• Text to read:
------------
The Substantiality of the Evidence

Appellant contends that there is insubstantial evidence to sustain his conviction.

We disagree. The offense of which appellant was convicted consists of two elements: (a) a sale of marijuana and (b) knowledge of the character of the substance sold. (See People v. Innes, 16 Cal.App.3d 175, 178 [93 Cal.Rptr. 829].) Such knowledge may be proved by circumstantial evidence. (People v. Sloss, 34 Cal.App.3d 74, 86 [109 Cal.Rptr. 583].)

In this connection we must bear in mind that we are required to view the record in the light most favorable to the -People, as the party which prevailed below, and to draw all reasonable inferences from the evidence presented to the trial court in support of its judgment. (People v. Vann, 12 Cal.3d 220, 225 [115 Cal.Rptr. 352, 524 P.2d 824].)

The record, so viewed, obviously contains substantial evidence to sustain appellant’s conviction. From appellant’s knowledge of the large amount of money involved in the transaction and from the clandestine arrangements he made, the trial court clearly was entitled to infer that appellant was not an innocent dupe being used by Clements and that appellant knew full well that more than a sleeping bag and two trash bags were being sold to Moran.
------------
• Task directions:
Copy out the appeal passage on the substantiality of the evidence in full, word for word. The records have no connection to the appeal passage.

Mask labeling examples
------------
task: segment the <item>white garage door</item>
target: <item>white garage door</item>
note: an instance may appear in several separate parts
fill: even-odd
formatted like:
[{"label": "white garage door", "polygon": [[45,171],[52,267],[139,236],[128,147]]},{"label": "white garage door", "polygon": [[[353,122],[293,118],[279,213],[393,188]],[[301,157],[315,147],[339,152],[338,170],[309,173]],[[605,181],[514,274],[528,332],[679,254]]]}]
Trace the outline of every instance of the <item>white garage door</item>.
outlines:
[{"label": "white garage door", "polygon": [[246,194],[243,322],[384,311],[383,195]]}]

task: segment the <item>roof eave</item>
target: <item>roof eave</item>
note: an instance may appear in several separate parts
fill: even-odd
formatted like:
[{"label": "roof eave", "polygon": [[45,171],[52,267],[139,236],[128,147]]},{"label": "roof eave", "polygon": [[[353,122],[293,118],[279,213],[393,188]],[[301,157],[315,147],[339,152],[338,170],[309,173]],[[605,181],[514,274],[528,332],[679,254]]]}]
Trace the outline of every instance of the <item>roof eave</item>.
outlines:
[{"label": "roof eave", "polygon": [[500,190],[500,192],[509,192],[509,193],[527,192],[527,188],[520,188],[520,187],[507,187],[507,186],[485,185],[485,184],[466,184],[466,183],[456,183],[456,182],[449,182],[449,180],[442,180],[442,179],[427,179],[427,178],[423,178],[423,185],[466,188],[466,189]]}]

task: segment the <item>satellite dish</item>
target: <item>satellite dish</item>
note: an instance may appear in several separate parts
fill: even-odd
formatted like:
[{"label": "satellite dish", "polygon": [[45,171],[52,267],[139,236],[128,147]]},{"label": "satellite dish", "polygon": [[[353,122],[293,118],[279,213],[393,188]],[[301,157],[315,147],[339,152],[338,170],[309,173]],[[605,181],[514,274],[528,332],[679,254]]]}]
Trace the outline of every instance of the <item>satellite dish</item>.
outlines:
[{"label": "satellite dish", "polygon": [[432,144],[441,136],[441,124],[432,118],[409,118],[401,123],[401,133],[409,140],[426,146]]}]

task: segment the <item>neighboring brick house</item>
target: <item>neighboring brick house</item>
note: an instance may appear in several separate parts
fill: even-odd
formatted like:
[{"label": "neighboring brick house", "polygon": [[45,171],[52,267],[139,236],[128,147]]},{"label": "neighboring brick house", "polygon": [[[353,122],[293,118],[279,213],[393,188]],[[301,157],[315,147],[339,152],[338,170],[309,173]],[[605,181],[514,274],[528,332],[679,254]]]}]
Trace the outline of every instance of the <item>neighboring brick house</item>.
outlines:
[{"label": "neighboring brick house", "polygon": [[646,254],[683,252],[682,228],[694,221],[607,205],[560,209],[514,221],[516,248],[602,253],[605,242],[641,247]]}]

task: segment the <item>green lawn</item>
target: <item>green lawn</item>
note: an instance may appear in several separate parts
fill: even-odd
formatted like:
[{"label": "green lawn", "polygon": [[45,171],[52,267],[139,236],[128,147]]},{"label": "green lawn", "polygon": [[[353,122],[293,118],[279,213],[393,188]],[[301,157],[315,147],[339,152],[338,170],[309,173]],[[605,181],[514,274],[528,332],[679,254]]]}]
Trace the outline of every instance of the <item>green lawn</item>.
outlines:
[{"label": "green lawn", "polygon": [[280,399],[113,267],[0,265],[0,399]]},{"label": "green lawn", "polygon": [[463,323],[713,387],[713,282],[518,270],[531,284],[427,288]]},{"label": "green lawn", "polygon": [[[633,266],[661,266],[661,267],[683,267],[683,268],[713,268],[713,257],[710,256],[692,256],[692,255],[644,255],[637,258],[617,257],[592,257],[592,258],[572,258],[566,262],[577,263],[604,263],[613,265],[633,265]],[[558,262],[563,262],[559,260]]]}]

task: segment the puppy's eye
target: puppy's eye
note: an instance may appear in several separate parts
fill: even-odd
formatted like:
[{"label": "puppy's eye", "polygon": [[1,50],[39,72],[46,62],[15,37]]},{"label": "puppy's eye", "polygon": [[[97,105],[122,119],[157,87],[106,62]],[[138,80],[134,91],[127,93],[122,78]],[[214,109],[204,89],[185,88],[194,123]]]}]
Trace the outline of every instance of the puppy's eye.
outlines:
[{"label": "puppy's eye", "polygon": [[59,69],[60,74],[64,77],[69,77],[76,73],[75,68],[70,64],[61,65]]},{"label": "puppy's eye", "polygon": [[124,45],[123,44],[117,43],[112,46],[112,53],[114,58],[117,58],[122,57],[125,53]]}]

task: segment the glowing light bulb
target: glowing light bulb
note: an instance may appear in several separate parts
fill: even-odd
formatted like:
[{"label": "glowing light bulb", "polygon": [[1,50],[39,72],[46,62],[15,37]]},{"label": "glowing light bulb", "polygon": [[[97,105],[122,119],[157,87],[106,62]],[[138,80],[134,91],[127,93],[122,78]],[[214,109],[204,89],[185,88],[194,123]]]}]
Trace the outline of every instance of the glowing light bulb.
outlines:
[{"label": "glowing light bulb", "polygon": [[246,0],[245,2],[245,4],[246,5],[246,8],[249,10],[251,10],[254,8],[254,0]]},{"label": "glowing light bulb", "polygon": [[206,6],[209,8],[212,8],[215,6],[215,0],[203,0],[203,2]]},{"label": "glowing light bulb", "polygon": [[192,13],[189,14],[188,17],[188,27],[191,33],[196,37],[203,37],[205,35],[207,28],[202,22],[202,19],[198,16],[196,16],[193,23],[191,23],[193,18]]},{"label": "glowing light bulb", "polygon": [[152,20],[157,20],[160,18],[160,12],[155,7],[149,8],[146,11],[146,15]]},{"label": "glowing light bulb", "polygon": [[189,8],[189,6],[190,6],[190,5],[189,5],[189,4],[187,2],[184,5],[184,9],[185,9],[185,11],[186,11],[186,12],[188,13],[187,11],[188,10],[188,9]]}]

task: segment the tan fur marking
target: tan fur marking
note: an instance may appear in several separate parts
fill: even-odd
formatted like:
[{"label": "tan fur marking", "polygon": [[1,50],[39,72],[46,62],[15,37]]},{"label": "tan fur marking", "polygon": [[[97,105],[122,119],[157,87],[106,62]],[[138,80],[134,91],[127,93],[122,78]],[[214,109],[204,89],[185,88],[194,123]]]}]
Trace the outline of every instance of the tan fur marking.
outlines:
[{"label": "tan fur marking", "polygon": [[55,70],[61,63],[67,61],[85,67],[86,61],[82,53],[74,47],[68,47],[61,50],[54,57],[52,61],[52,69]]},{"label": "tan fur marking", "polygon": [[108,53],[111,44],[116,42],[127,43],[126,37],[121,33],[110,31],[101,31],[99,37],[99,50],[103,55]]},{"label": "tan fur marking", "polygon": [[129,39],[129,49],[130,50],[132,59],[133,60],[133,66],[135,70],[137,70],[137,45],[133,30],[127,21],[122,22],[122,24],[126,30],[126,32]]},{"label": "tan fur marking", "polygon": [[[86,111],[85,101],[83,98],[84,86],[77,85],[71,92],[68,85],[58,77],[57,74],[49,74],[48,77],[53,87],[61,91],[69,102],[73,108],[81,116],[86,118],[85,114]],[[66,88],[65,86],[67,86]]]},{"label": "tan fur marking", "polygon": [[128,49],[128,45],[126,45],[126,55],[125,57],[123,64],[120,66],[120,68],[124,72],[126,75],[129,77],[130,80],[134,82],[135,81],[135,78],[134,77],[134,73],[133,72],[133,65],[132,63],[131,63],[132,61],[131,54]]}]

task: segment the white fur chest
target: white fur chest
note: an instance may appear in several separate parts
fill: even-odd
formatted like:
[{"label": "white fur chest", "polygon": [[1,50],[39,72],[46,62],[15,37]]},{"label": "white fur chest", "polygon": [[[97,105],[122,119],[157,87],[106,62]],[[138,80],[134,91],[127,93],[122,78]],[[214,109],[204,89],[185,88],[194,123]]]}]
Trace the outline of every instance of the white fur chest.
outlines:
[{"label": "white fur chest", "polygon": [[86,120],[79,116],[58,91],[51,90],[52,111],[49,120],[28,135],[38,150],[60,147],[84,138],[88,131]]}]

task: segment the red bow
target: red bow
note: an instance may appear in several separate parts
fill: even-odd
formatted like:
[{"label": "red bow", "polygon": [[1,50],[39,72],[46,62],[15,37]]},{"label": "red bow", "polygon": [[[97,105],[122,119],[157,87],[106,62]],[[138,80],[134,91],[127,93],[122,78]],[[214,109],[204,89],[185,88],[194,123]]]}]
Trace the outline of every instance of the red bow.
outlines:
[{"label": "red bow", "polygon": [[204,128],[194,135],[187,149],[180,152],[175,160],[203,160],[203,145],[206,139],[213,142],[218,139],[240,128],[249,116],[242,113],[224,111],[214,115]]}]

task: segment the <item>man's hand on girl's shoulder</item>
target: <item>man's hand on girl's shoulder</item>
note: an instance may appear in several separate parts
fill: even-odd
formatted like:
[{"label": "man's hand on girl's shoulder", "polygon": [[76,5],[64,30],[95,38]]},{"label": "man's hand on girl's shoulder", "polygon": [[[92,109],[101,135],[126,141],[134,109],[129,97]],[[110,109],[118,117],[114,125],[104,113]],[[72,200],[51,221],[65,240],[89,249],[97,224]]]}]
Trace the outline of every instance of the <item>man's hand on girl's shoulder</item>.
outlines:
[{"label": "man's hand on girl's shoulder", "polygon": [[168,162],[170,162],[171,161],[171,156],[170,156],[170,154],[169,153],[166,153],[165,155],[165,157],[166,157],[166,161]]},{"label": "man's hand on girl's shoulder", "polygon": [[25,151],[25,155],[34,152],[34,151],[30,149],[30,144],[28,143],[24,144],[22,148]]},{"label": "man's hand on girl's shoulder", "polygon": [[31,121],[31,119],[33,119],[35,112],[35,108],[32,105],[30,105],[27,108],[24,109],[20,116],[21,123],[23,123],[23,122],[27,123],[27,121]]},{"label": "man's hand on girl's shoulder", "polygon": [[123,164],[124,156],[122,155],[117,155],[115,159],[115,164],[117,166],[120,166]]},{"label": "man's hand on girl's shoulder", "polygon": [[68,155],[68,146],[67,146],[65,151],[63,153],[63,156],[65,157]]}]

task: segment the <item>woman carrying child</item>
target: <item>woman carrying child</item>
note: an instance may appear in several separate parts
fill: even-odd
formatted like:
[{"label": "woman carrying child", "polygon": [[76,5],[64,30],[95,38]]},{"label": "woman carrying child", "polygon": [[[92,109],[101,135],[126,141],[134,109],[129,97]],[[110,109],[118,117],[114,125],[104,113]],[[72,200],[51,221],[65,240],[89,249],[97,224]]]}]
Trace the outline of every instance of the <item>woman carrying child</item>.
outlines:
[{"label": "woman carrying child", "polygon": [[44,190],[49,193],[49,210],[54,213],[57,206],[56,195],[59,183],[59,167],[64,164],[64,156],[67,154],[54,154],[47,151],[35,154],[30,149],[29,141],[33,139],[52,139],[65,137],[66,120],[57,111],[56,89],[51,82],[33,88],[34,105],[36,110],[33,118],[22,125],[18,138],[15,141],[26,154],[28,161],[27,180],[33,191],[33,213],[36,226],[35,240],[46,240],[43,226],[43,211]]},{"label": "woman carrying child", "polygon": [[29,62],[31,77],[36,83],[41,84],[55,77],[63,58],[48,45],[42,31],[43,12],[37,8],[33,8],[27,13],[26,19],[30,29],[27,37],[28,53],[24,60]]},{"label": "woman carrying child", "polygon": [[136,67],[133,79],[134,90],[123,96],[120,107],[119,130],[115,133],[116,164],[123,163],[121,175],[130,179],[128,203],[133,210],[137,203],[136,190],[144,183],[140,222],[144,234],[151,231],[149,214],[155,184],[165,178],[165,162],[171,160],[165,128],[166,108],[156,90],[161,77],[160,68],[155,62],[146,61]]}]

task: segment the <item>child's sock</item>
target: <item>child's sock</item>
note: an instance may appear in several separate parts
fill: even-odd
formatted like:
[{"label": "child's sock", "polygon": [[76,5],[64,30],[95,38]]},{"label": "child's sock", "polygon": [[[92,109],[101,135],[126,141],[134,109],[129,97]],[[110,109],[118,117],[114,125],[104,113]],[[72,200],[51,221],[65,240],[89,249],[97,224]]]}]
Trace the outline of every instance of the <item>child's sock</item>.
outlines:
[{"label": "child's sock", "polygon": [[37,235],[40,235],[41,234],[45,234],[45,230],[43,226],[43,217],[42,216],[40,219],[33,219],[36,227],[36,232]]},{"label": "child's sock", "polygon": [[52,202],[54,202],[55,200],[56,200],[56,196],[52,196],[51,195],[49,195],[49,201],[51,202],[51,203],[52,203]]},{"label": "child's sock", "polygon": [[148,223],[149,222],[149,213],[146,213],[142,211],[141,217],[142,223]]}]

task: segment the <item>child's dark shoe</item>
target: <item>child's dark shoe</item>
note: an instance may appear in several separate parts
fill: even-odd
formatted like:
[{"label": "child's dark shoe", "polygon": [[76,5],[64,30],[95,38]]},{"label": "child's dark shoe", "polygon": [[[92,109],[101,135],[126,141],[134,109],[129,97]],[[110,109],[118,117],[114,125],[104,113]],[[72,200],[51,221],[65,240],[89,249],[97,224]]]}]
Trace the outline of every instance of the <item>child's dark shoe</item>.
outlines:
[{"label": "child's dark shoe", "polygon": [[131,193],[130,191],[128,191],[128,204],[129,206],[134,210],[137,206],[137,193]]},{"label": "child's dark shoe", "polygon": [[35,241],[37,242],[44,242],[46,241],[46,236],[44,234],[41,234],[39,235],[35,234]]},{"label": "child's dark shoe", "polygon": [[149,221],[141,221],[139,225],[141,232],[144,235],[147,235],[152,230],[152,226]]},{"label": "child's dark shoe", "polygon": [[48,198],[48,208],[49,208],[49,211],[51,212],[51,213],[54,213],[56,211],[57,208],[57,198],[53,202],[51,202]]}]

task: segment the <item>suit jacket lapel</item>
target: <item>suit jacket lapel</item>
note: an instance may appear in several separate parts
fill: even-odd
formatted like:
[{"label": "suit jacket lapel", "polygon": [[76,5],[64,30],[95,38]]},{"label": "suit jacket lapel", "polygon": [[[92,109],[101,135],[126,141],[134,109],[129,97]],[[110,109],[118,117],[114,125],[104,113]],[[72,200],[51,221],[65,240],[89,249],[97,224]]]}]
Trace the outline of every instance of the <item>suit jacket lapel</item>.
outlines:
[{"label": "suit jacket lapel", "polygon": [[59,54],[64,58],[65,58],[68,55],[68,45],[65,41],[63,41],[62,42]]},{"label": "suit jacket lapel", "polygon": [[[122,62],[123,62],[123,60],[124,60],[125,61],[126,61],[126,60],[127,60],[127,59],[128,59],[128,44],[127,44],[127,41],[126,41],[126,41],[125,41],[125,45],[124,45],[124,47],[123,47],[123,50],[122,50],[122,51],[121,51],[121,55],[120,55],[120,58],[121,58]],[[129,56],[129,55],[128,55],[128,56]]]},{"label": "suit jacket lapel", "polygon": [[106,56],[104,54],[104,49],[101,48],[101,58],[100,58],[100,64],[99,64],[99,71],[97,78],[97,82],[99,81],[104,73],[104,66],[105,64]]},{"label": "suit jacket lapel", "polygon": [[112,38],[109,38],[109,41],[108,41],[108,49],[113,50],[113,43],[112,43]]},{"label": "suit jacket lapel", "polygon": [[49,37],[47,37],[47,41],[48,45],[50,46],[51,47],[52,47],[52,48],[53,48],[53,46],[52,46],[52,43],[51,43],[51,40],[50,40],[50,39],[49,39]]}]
------------
• Answer below:
The Substantiality of the Evidence

Appellant contends that there is insubstantial evidence to sustain his conviction.

We disagree. The offense of which appellant was convicted consists of two elements: (a) a sale of marijuana and (b) knowledge of the character of the substance sold. (See People v. Innes, 16 Cal.App.3d 175, 178 [93 Cal.Rptr. 829].) Such knowledge may be proved by circumstantial evidence. (People v. Sloss, 34 Cal.App.3d 74, 86 [109 Cal.Rptr. 583].)

In this connection we must bear in mind that we are required to view the record in the light most favorable to the -People, as the party which prevailed below, and to draw all reasonable inferences from the evidence presented to the trial court in support of its judgment. (People v. Vann, 12 Cal.3d 220, 225 [115 Cal.Rptr. 352, 524 P.2d 824].)

The record, so viewed, obviously contains substantial evidence to sustain appellant’s conviction. From appellant’s knowledge of the large amount of money involved in the transaction and from the clandestine arrangements he made, the trial court clearly was entitled to infer that appellant was not an innocent dupe being used by Clements and that appellant knew full well that more than a sleeping bag and two trash bags were being sold to Moran.